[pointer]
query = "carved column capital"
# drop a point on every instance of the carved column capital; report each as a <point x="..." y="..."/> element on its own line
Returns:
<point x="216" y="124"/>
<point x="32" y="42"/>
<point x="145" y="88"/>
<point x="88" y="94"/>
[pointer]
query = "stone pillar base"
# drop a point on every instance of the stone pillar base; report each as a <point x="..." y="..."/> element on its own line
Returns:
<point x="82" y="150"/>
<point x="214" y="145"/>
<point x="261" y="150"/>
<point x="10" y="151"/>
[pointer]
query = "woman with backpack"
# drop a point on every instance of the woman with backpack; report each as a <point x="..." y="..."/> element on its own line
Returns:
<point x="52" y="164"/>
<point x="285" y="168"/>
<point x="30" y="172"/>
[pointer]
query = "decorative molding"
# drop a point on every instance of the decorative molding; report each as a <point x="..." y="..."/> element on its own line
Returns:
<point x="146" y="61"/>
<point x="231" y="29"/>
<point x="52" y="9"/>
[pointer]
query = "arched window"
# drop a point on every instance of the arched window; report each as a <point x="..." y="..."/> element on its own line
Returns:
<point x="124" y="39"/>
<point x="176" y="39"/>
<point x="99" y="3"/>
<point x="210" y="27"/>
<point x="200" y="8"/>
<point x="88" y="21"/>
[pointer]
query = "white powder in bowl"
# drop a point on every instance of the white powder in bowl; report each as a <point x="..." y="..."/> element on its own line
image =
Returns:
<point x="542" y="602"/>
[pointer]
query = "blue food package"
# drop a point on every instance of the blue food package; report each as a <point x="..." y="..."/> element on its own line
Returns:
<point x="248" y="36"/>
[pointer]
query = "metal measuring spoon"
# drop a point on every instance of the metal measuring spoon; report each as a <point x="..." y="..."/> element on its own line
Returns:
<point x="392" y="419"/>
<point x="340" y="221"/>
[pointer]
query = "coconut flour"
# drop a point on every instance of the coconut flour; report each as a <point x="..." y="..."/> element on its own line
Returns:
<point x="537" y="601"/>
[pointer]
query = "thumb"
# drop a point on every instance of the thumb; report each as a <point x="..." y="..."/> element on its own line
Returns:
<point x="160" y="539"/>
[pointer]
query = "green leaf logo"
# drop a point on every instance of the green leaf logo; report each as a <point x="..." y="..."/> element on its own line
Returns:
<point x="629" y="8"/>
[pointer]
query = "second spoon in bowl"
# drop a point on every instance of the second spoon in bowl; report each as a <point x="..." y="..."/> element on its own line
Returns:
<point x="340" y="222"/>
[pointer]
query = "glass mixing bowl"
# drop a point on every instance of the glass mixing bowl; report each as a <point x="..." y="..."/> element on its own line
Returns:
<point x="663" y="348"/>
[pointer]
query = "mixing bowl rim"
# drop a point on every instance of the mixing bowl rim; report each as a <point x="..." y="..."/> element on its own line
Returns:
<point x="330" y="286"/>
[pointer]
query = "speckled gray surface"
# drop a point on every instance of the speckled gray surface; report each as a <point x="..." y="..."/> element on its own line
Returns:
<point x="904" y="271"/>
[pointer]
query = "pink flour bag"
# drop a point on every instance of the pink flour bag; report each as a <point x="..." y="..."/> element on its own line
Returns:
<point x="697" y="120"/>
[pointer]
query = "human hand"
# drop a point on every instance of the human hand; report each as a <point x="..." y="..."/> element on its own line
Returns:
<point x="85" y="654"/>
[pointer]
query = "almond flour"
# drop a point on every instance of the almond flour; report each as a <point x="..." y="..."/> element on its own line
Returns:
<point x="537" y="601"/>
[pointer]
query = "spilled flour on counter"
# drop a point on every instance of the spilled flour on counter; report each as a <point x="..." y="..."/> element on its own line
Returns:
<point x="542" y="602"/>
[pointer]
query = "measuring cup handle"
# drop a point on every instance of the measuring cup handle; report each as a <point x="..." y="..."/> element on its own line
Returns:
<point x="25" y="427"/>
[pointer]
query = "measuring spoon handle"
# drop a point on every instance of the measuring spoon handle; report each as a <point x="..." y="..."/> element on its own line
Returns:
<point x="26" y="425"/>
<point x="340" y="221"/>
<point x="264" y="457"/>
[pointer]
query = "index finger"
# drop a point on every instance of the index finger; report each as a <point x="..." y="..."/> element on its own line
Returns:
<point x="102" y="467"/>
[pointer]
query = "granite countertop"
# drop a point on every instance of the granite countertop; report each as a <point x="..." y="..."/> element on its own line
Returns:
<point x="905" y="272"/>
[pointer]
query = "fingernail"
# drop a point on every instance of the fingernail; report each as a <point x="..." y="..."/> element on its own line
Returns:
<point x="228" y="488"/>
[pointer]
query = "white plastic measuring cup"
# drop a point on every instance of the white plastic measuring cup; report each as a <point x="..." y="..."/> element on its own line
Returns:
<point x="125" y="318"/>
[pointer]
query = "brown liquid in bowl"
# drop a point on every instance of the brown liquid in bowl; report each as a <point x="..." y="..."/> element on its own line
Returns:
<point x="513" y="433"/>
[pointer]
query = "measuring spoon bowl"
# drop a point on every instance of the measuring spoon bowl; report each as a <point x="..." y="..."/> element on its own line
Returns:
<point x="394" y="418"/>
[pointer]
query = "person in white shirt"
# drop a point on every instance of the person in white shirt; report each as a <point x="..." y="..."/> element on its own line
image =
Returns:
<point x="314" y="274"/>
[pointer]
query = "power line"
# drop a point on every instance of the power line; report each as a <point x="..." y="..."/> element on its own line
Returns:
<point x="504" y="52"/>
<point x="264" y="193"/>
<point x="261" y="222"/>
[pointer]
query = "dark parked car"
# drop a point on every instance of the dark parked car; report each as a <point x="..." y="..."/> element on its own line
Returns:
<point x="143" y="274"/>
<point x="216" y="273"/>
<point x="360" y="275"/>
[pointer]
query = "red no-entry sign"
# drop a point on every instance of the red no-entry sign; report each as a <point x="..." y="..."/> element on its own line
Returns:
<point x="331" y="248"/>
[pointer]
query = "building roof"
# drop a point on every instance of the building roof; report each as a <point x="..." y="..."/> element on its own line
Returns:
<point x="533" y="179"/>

▶ **Work task**
A verbatim copy of every entry is required.

▶ **Solution for this problem**
[pointer]
query = "carved column capital"
# drop a point on every instance of the carved column capital; report each as a <point x="..." y="..."/> element on its own line
Returns:
<point x="216" y="124"/>
<point x="32" y="42"/>
<point x="145" y="88"/>
<point x="88" y="94"/>
[pointer]
query = "stone pillar base"
# drop a point on every instance of the stone pillar base; report each as a <point x="..." y="..."/> element on its own line
Returns:
<point x="82" y="150"/>
<point x="214" y="145"/>
<point x="261" y="150"/>
<point x="10" y="151"/>
[pointer]
query = "woman with backpack"
# drop a point on every instance of the woman with backpack; report each as a <point x="..." y="..."/> element on its own line
Returns:
<point x="52" y="164"/>
<point x="285" y="168"/>
<point x="30" y="172"/>
[pointer]
query = "decorative molding"
# drop a point on every instance of the decorative molding; report each as a <point x="..." y="..."/> element on its own line
Returns:
<point x="146" y="61"/>
<point x="231" y="29"/>
<point x="52" y="9"/>
[pointer]
query = "arched window"
# drop a point on every instance of the arched window; report each as a <point x="..." y="..."/> element on its own line
Returns:
<point x="124" y="39"/>
<point x="176" y="39"/>
<point x="99" y="3"/>
<point x="210" y="27"/>
<point x="200" y="8"/>
<point x="88" y="21"/>
[pointer]
query = "white powder in bowl"
# drop a point on every instance of the white powder in bowl; report each as a <point x="..." y="..."/> element on its own line
image =
Returns:
<point x="542" y="602"/>
[pointer]
query = "blue food package"
# drop a point on every instance of the blue food package; report each as a <point x="..." y="..."/> element on its own line
Returns:
<point x="248" y="36"/>
[pointer]
query = "metal measuring spoon"
# drop a point on every instance of the metal measuring spoon; report each as a <point x="..." y="..."/> element on its own line
Returns:
<point x="392" y="419"/>
<point x="340" y="221"/>
[pointer]
query = "coconut flour"
# drop a point on every instance of the coconut flour; report each as a <point x="..." y="..."/> element on its own line
Returns:
<point x="537" y="601"/>
[pointer]
query = "thumb"
# drop a point on every instance of the thumb; report each as a <point x="..." y="..."/> element on its own line
Returns:
<point x="160" y="539"/>
[pointer]
query = "green leaf logo"
# drop a point on every instance of the green leaf logo; report each as a <point x="..." y="..."/> element on its own line
Returns:
<point x="629" y="8"/>
[pointer]
query = "second spoon in bowl"
# drop a point on every instance of the second spoon in bowl; report each as a <point x="..." y="..."/> element on its own line
Returns:
<point x="340" y="222"/>
[pointer]
query = "glass mixing bowl"
# drop a point on every instance of the glass mixing bowl; report each as a <point x="..." y="..."/> element on its own line
Returns:
<point x="663" y="348"/>
[pointer]
query = "mixing bowl rim"
# drop a point on every instance of the mixing bowl rim; report each as a <point x="..." y="..."/> element on its own line
Returns:
<point x="330" y="286"/>
[pointer]
query = "speckled gray surface"
# drop a point on every instance of the speckled gray surface; report each as a <point x="..." y="..."/> element on its own line
Returns:
<point x="904" y="271"/>
[pointer]
query = "pink flour bag"
# drop a point on every instance of the pink flour bag; report each as a <point x="..." y="..."/> element on its own line
Returns:
<point x="697" y="120"/>
[pointer]
query = "human hand"
# drop a point on every instance of the human hand; report each as a <point x="..." y="..."/> element on its own line
Returns:
<point x="85" y="654"/>
[pointer]
query = "almond flour"
# drop a point on every instance of the almond flour; report each as a <point x="..." y="..."/> element on its own line
Returns:
<point x="537" y="601"/>
[pointer]
query = "spilled flour on counter"
# drop a point on every instance of the spilled flour on counter; report each as a <point x="..." y="..."/> element on its own line
Returns:
<point x="542" y="602"/>
[pointer]
query = "measuring cup handle"
# drop a point on every instance of the measuring cup handle; report each as a <point x="..." y="..."/> element on its own line
Returns:
<point x="25" y="427"/>
[pointer]
query = "measuring spoon handle"
# drop a point on every instance of the measuring spoon handle; report each as a <point x="..." y="..."/> element on its own line
Returns:
<point x="26" y="425"/>
<point x="340" y="221"/>
<point x="264" y="457"/>
[pointer]
query = "index finger"
# drop a point on every instance of the index finger; report each as a <point x="..." y="..."/> element on its own line
Returns:
<point x="102" y="467"/>
[pointer]
query = "granite countertop"
# drop a point on every instance of the granite countertop; report each as a <point x="..." y="..."/> element on its own line
Returns:
<point x="905" y="272"/>
[pointer]
query = "fingernail"
# drop a point on every instance of the fingernail; report each as a <point x="..." y="..."/> element on its own line
Returns:
<point x="228" y="488"/>
[pointer]
query = "white plastic measuring cup"
# drop a point on every instance of the white plastic measuring cup; report each as a <point x="..." y="..."/> element on its own line
Returns:
<point x="125" y="318"/>
[pointer]
query = "brown liquid in bowl"
# drop a point on every instance of the brown liquid in bowl; report each as a <point x="..." y="..."/> element on its own line
Returns:
<point x="513" y="433"/>
[pointer]
query = "measuring spoon bowl"
# drop a point on every instance of the measuring spoon bowl; report each as a <point x="..." y="..."/> element on its own line
Returns:
<point x="394" y="418"/>
[pointer]
query = "person in white shirt"
# drop a point on every instance of the person in white shirt; report each as a <point x="..." y="..."/> element on its own line
image =
Returns:
<point x="314" y="274"/>
[pointer]
query = "power line"
# drop a point on every instance of the power line; report each as a <point x="..." y="..."/> element on its own line
Returns:
<point x="504" y="52"/>
<point x="264" y="193"/>
<point x="261" y="222"/>
[pointer]
query = "dark parked car"
# drop a point on every instance of the dark parked car; report each as a <point x="..." y="..."/> element on its own line
Returns:
<point x="143" y="274"/>
<point x="216" y="273"/>
<point x="360" y="275"/>
[pointer]
query = "red no-entry sign"
# drop a point on every instance of the red no-entry sign; report each as a <point x="..." y="..."/> element on its own line
Returns:
<point x="331" y="248"/>
[pointer]
query = "building roof"
# drop a point on every instance of the building roof; report each as a <point x="..." y="..."/> element on its own line
Returns:
<point x="533" y="179"/>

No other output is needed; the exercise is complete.